Brano proposto:
Non è un caso che per riprodurre il disagio di Gregorio, omonimo protagonista del racconto di Kafka, venga messo in scena un danzatore che, in qualche modo, interpreta sé stesso e il mestiere del danzatore con tutti gli psicologismi, riferimenti autobiografici compresi, e le nevrosi che questo comporta, trasportando lo spettatore in un raffinatissimo contesto metateatrale. Il danzatore Gregorio, in vista di un importante debutto, resta prigioniero della sua coreografia e della sua ricerca artistica in una reiterazione maniacale di passi e movimenti. Analogamente resta prigioniero dei suoi oggetti coreografici. Vari elettrodomestici sono oggetti meccanici che, come la sua danza, fusione magistrale di voce e gesto dinamico, restano completamente avulsi dalla realtà.

Consegne:
1) Traduci in inglese questa frase del brano: "Il danzatore Gregorio, in vista di un importante debutto, resta prigioniero della sua coreografia e della sua ricerca artistica in una reiterazione maniacale di passi e movimenti."
2) Rispondi alle domande seguenti basandoti sul brano.
(a) Di quale autore è il racconto da cui proviene il protagonista Gregorio?
(b) In vista di quale evento il danzatore Gregorio resta prigioniero della sua coreografia?
(c) Quali oggetti meccanici vengono citati?
3) Elenca tutte le cose di cui, secondo il brano, il danzatore Gregorio resta prigioniero.

Voci di dati:
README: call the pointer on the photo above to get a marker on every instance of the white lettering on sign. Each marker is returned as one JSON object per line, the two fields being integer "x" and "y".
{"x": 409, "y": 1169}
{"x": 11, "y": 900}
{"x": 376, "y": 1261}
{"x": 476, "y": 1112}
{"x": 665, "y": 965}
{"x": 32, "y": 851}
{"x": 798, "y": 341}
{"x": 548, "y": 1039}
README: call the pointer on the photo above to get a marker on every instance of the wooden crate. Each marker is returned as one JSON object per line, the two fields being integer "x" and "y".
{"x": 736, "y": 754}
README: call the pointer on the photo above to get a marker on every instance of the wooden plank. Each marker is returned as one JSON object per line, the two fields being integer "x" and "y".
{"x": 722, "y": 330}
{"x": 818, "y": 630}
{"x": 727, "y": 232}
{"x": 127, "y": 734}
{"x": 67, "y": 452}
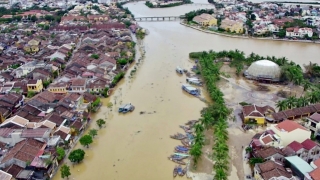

Soluzioni in ordine:
1) In view of an important debut, the dancer Gregorio remains a prisoner of his choreography and his artistic research, in a manic repetition of steps and movements.

2)
(a) Kafka.
(b) Un importante debutto.
(c) Vari elettrodomestici.

3)
- La sua coreografia
- La sua ricerca artistica
- I suoi oggetti coreografici